Return every line in the material below that includes the string "fence"; case must match.

[Saved entries]

+-------+

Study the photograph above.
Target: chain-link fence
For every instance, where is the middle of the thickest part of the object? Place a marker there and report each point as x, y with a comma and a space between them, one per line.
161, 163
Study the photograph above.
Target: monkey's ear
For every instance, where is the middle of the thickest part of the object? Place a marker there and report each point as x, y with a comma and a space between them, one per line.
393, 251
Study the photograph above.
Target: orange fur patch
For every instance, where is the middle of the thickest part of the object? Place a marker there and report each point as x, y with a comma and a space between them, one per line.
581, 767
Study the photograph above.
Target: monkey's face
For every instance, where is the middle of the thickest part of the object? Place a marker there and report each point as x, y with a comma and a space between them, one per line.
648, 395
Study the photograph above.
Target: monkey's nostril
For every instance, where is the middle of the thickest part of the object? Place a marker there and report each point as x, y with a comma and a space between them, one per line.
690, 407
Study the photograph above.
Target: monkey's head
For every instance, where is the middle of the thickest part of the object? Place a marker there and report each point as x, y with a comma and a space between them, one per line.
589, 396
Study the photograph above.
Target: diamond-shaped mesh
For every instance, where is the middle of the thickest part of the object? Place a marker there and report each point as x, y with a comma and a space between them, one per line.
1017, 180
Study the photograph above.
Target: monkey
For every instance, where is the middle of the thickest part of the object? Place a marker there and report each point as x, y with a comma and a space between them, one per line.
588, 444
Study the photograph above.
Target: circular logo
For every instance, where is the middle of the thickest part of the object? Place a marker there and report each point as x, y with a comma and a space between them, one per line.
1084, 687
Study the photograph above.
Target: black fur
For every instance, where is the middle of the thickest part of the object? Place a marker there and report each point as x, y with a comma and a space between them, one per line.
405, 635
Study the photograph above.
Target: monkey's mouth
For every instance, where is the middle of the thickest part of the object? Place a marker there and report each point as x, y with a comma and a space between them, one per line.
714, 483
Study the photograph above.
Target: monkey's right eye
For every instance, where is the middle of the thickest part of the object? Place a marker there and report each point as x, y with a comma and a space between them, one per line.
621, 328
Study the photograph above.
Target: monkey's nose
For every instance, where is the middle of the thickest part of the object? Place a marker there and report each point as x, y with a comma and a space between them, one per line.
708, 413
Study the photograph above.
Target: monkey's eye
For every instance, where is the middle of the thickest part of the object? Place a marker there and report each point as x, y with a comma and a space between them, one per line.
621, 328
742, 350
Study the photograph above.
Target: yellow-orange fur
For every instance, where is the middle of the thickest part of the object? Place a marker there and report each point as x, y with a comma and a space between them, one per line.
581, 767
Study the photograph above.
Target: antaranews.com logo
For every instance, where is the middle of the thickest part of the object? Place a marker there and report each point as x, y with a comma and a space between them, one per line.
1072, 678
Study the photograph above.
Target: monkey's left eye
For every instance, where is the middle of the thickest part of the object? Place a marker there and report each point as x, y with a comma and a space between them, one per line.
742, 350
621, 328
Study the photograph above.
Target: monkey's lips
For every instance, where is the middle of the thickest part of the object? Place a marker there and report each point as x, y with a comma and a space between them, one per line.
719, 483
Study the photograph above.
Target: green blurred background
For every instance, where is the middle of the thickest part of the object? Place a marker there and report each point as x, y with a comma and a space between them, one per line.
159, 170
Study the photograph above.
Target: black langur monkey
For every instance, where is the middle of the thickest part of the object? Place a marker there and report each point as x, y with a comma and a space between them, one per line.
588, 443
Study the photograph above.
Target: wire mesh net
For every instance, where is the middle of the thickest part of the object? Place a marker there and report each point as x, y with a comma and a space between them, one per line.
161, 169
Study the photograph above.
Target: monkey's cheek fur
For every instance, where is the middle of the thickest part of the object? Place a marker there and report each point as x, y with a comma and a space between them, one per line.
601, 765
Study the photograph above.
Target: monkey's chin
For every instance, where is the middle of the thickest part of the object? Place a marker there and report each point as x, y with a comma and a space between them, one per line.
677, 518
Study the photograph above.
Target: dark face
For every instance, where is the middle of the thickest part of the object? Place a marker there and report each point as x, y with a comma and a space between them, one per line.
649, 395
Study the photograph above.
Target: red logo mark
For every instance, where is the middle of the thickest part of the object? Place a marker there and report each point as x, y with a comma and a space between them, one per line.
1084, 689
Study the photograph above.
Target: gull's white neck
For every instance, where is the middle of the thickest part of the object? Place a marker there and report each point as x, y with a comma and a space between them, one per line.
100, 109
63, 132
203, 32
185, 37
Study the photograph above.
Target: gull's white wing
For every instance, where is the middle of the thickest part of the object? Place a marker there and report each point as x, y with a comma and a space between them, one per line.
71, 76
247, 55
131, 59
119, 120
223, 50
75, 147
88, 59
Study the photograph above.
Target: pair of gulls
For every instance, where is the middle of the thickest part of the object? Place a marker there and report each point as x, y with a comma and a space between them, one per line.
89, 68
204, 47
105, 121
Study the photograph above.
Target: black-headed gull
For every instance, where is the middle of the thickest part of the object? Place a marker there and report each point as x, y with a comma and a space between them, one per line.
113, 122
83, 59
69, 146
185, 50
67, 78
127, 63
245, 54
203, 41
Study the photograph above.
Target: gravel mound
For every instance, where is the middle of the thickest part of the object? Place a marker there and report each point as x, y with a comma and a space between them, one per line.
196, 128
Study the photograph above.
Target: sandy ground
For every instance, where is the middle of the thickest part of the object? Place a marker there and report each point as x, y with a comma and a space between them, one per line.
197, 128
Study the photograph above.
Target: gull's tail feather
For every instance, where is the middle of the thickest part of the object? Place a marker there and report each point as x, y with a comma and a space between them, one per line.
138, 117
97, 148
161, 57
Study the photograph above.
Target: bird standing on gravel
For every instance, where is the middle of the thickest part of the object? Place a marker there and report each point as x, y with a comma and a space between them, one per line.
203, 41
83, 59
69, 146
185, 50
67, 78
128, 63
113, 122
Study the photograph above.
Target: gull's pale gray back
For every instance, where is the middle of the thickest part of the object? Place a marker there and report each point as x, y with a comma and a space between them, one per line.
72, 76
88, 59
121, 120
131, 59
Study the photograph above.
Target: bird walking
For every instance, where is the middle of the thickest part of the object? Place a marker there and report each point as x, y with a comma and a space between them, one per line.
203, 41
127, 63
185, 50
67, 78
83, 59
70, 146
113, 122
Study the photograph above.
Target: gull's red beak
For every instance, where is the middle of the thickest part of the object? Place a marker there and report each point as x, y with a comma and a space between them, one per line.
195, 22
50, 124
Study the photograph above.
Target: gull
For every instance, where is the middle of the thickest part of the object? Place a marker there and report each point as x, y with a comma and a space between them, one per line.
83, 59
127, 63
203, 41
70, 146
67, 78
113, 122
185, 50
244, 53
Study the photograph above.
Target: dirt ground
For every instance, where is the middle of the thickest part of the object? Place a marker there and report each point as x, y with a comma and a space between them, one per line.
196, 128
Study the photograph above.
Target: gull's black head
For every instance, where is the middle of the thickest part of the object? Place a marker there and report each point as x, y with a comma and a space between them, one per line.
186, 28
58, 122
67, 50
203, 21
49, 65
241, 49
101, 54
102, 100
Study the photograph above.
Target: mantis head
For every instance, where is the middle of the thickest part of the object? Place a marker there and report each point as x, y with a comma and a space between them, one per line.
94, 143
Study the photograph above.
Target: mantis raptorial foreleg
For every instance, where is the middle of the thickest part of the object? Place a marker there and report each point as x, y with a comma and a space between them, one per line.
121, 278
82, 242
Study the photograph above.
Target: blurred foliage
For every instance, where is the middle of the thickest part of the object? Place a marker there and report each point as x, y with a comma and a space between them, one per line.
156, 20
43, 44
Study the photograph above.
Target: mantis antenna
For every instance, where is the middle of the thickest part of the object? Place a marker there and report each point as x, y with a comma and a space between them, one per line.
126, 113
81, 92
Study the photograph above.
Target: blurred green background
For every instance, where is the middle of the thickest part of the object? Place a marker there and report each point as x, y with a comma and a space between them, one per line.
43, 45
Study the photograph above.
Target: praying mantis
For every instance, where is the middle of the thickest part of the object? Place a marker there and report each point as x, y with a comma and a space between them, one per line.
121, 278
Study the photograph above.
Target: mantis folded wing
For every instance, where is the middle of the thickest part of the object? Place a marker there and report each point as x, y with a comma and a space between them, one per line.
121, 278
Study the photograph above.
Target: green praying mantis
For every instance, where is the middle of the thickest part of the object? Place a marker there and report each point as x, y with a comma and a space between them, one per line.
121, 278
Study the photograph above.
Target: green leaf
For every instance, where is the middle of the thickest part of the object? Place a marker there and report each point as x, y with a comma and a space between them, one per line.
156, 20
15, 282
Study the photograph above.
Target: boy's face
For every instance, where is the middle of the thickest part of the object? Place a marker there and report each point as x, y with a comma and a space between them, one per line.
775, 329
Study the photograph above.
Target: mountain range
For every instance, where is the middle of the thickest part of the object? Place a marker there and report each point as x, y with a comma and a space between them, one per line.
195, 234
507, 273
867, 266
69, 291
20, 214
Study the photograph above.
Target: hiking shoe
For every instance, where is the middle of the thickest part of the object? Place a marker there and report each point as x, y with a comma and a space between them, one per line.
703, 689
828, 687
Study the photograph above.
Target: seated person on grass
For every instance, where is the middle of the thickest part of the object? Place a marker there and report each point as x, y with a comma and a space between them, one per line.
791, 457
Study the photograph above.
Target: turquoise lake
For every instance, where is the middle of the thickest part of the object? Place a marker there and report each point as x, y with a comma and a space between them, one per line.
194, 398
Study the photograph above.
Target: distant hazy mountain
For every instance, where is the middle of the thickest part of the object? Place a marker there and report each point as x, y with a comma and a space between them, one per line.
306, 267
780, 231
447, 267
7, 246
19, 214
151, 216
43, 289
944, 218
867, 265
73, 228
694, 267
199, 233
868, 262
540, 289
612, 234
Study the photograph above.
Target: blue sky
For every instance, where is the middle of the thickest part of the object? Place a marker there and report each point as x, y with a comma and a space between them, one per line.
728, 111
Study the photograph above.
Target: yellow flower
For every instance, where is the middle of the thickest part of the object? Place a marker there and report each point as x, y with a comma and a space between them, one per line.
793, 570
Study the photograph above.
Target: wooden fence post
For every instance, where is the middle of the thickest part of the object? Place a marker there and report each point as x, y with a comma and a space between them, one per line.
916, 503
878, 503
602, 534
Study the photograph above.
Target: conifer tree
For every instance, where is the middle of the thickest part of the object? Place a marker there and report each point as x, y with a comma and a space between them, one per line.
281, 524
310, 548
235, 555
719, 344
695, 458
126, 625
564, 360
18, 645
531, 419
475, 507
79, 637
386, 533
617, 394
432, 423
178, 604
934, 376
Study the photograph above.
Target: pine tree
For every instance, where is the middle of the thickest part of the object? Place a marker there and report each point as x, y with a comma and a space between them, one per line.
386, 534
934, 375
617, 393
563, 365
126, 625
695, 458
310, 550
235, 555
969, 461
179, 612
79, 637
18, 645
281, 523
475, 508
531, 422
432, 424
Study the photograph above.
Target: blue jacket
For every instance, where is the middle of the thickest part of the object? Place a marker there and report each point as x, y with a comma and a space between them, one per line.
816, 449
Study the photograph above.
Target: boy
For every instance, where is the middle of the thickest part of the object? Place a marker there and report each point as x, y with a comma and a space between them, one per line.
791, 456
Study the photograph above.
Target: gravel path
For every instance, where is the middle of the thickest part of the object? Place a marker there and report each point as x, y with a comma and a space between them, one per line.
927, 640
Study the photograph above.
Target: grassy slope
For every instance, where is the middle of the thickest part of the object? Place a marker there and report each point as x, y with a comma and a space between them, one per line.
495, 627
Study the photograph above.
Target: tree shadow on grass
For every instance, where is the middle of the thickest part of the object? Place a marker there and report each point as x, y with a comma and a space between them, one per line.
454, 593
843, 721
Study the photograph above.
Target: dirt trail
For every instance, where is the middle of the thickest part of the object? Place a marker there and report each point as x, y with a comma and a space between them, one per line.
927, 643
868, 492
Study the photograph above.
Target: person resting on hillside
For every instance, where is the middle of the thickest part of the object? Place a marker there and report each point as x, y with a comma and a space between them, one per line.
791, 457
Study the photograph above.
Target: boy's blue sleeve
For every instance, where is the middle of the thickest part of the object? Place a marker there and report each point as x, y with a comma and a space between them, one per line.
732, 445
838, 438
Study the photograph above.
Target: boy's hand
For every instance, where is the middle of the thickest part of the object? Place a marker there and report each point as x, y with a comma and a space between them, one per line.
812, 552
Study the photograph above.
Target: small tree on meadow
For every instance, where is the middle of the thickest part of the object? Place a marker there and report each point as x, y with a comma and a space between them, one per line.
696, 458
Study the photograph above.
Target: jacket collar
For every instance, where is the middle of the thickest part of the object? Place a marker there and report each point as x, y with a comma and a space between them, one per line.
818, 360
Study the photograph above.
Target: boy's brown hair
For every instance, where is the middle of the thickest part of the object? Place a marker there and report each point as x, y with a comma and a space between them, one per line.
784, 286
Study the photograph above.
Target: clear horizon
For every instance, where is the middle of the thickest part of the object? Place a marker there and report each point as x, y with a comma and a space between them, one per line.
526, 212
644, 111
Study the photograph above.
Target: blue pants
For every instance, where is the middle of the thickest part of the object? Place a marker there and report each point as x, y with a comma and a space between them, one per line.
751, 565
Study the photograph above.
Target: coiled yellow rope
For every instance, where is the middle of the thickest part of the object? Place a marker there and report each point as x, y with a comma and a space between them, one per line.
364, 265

+-------+

(RESULT BELOW):
Target: chain-link fence
Target: wooden fence post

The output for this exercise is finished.